Among the entries that follow, count the lines that contain the word "wooden" and say how many there are, writing nothing else.

#### DATA FOR ANALYSIS ####

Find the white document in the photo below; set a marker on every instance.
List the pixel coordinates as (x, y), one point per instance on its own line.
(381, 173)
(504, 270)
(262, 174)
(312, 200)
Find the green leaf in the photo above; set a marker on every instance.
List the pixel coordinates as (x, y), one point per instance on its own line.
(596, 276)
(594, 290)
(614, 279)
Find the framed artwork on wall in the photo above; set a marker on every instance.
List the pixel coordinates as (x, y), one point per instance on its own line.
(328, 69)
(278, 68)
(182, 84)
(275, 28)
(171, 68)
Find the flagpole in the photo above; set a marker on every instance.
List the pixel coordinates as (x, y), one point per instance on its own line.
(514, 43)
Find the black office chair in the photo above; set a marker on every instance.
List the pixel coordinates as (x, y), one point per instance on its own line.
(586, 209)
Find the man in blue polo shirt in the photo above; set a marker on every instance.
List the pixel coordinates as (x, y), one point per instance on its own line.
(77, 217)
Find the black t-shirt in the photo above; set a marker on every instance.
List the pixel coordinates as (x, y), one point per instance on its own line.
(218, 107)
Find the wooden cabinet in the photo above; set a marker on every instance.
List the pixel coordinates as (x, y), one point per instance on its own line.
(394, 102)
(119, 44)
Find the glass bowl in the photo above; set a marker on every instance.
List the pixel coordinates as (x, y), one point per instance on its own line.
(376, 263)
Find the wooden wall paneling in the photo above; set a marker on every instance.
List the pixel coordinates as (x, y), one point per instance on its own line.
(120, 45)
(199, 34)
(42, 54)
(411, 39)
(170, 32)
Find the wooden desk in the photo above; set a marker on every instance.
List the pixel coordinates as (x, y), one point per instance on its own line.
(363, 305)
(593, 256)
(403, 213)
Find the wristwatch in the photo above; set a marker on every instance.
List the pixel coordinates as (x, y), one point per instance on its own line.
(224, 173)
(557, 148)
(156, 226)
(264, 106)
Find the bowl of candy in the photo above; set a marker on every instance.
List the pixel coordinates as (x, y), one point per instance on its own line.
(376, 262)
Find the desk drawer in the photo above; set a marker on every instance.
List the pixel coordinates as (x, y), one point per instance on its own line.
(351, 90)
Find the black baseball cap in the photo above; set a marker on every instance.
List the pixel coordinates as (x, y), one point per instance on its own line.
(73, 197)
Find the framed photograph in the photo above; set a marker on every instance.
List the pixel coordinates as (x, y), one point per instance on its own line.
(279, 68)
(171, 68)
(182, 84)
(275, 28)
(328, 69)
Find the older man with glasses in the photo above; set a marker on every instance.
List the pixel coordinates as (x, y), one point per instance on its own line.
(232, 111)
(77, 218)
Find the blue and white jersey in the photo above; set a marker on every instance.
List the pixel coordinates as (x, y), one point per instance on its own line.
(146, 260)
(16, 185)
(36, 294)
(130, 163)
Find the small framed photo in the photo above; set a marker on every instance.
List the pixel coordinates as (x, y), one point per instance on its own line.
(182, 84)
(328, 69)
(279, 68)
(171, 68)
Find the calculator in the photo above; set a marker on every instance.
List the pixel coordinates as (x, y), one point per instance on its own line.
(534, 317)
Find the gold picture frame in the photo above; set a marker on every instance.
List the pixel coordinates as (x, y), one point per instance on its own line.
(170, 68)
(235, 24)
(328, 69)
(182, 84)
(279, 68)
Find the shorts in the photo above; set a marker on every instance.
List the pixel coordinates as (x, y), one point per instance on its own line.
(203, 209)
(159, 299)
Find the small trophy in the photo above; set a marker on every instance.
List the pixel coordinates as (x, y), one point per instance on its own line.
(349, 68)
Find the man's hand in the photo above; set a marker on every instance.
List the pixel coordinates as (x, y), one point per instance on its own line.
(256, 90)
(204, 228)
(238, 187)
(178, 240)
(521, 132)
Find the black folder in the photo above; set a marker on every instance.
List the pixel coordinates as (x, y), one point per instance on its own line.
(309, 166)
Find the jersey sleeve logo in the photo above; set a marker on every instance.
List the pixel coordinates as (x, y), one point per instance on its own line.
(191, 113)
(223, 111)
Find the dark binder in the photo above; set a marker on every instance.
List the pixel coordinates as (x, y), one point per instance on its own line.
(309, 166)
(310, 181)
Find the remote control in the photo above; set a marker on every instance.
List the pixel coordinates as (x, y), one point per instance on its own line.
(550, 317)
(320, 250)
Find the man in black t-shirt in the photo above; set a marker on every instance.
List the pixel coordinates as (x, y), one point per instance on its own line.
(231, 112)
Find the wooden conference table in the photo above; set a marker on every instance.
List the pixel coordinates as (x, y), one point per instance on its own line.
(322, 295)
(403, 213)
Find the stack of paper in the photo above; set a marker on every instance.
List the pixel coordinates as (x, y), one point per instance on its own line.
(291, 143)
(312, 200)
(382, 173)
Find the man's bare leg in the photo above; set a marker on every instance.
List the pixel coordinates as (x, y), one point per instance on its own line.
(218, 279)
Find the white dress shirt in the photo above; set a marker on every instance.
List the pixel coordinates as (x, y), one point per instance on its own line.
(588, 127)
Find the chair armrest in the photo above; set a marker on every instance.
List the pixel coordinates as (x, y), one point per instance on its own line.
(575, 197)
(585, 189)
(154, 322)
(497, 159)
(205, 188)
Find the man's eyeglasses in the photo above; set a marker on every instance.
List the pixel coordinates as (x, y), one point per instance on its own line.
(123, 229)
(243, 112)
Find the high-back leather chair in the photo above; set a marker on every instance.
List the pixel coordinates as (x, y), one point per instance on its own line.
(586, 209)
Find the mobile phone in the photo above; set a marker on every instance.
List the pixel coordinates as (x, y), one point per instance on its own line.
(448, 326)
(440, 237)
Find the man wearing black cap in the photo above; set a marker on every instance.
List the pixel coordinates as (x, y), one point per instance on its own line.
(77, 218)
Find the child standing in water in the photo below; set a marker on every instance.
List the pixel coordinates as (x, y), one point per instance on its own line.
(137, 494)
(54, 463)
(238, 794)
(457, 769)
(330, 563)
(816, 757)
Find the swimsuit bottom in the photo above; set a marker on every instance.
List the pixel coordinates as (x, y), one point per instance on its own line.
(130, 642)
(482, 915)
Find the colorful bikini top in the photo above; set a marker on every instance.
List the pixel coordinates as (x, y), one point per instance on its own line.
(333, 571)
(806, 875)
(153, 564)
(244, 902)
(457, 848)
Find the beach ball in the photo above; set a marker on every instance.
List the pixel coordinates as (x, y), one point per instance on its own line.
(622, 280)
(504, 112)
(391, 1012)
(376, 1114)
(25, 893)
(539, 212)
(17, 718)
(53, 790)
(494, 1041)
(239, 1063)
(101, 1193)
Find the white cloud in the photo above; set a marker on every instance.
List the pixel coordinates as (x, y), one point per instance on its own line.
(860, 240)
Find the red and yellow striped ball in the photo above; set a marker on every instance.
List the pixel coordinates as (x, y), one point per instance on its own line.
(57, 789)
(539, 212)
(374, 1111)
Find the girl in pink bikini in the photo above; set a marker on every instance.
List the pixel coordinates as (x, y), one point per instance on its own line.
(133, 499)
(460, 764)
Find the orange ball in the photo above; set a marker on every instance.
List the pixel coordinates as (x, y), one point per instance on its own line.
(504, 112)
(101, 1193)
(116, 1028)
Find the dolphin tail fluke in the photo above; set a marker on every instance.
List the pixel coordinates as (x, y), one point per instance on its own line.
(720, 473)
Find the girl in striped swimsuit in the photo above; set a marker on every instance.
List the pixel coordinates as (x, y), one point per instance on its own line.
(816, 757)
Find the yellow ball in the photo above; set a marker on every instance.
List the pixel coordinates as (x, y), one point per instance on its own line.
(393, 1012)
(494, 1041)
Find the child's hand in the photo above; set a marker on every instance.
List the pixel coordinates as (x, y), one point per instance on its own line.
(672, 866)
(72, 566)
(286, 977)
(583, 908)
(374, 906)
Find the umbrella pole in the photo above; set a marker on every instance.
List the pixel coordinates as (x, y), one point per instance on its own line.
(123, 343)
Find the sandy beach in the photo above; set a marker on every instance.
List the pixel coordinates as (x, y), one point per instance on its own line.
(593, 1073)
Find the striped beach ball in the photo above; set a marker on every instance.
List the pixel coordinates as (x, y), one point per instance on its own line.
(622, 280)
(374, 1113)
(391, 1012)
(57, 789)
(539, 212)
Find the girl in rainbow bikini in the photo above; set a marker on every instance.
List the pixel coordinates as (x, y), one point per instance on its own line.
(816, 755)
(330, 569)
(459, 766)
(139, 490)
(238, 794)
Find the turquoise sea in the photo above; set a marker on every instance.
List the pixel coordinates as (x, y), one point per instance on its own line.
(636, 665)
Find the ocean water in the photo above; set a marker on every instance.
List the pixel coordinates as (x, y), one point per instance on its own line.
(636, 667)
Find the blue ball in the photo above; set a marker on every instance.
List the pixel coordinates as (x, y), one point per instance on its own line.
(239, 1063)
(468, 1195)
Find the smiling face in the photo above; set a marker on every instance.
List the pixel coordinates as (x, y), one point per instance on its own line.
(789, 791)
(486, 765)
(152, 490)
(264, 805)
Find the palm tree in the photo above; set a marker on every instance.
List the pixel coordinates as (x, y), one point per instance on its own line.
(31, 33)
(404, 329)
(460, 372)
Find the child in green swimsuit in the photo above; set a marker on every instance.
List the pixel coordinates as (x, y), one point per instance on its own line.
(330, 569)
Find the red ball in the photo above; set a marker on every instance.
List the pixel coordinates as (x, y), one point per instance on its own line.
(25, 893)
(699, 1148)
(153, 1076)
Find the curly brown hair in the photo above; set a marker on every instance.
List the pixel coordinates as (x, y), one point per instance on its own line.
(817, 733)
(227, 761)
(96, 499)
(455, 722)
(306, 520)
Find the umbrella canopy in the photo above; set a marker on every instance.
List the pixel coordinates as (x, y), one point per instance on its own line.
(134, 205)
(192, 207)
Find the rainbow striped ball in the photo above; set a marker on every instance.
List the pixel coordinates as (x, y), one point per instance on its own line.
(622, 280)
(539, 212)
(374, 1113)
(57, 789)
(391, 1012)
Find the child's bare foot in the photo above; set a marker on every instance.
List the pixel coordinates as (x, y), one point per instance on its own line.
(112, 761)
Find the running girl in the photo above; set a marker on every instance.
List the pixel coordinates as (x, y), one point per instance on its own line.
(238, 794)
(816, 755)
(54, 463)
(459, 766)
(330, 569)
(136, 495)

####

# EXERCISE RESULT:
4